§ Exercise details
Please retype the lines below, from the line with "For the image above, mark every white fishing" to the line with "[1287, 778, 1300, 804]", with both of those lines included.
## Begin Data provided
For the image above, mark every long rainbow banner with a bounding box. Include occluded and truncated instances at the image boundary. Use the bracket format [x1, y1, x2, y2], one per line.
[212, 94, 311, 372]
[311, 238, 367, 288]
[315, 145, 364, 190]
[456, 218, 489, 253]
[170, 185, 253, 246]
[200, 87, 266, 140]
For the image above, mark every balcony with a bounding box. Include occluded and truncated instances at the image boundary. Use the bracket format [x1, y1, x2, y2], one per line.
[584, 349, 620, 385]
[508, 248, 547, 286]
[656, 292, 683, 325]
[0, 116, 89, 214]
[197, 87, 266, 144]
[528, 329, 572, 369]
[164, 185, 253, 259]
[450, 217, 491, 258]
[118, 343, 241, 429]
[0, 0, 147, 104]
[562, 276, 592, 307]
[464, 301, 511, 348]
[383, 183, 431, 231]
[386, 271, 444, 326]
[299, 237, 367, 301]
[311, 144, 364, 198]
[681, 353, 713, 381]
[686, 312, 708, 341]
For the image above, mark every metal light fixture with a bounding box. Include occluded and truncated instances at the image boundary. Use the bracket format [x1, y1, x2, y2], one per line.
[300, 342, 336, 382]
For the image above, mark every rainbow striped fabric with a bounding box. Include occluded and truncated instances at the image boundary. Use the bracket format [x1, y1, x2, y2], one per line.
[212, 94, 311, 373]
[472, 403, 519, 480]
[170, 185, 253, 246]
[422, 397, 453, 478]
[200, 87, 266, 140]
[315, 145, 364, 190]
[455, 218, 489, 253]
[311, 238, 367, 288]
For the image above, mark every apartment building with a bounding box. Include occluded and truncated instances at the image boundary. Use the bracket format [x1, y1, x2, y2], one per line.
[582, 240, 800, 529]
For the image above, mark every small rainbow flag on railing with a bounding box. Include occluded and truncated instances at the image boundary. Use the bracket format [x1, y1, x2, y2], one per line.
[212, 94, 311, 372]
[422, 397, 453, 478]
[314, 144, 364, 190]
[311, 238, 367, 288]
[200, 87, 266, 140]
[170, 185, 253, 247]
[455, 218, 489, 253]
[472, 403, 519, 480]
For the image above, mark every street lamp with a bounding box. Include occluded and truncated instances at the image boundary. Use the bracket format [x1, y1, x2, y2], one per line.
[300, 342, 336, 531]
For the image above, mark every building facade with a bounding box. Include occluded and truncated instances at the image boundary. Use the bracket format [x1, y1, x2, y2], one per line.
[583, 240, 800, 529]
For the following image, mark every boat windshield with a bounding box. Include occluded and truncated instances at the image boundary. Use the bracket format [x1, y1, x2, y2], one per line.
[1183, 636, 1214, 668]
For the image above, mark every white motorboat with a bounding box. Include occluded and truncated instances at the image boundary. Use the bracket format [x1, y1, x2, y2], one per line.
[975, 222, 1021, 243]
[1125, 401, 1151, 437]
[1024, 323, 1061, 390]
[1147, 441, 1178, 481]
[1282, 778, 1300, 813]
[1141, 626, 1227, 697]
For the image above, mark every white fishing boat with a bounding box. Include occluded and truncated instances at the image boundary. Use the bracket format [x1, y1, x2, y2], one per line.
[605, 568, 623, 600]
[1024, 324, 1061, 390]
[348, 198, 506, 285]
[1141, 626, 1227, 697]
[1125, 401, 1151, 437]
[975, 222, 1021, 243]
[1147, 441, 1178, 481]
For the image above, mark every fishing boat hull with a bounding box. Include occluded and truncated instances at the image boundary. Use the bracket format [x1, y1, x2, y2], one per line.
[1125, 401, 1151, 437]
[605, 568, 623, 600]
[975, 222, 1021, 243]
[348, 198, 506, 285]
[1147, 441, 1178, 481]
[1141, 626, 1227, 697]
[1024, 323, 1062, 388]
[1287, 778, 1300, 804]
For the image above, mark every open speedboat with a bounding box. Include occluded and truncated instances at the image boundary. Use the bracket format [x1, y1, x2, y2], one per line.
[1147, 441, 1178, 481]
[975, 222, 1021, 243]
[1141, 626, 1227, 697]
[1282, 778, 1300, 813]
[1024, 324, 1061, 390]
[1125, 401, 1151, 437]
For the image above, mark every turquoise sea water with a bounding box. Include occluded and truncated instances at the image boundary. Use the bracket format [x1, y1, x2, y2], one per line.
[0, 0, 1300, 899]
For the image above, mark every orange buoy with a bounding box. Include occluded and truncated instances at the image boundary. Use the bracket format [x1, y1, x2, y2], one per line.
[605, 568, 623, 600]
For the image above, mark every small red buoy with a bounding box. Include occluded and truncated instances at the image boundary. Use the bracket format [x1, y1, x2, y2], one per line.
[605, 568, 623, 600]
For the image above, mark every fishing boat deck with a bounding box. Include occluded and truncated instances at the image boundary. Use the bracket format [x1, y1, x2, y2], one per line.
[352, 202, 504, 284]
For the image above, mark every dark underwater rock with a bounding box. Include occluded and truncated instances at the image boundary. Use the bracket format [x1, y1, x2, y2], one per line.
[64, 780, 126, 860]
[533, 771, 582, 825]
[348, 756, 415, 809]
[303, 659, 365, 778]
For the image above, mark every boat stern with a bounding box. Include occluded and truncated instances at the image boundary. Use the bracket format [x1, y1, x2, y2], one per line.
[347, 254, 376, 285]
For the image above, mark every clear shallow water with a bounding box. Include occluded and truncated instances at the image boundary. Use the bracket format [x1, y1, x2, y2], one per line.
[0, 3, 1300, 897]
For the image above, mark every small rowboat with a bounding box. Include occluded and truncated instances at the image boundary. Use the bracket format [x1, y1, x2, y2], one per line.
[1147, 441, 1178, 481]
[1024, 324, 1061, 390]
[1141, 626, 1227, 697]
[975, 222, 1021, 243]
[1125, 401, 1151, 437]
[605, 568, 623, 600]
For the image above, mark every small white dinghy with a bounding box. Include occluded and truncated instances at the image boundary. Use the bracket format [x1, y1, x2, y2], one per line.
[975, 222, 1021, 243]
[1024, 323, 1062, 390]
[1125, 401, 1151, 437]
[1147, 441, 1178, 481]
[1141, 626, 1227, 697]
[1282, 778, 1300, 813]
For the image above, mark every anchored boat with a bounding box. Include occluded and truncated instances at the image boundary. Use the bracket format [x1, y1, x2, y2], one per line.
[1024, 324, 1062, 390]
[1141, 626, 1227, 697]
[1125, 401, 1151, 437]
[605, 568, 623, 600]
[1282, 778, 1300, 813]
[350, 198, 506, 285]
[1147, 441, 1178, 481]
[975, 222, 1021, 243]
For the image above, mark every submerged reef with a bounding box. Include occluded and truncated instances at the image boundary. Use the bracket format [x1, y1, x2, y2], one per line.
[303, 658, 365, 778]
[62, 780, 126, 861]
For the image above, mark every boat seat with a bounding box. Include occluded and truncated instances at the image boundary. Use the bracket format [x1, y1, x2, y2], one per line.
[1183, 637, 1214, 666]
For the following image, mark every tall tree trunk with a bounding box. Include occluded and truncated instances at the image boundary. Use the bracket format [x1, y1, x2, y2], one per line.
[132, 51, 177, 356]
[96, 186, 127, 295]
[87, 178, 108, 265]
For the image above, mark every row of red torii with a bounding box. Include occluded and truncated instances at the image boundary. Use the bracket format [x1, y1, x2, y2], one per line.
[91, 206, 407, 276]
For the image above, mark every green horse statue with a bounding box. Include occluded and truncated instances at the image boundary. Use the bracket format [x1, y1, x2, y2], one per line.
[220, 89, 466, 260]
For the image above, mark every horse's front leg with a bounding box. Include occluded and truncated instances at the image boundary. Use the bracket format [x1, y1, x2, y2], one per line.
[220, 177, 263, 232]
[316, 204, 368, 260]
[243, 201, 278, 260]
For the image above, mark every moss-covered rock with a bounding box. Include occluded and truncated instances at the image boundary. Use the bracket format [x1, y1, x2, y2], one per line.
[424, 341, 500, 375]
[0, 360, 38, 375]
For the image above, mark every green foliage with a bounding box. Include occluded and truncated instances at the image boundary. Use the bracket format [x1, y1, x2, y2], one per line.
## End Data provided
§ Worked solution
For the image above, mark every white fishing boat with a bounding box. Include occluded and truncated instances at the image boundary. Use the bracket format [x1, y1, x2, y2], one per line.
[605, 568, 623, 600]
[1024, 324, 1061, 390]
[348, 198, 506, 285]
[1141, 626, 1227, 697]
[1125, 401, 1151, 437]
[975, 222, 1021, 243]
[1147, 441, 1178, 481]
For the image above, mark every fishing boat hull with a bounding box. Include occluded and truncated instances at the image boundary. Use the bracket format [x1, y1, x2, y2], one per line.
[1125, 401, 1151, 437]
[605, 568, 623, 600]
[975, 222, 1021, 243]
[348, 198, 506, 285]
[1147, 441, 1178, 481]
[1141, 626, 1227, 697]
[1024, 323, 1062, 388]
[1287, 778, 1300, 804]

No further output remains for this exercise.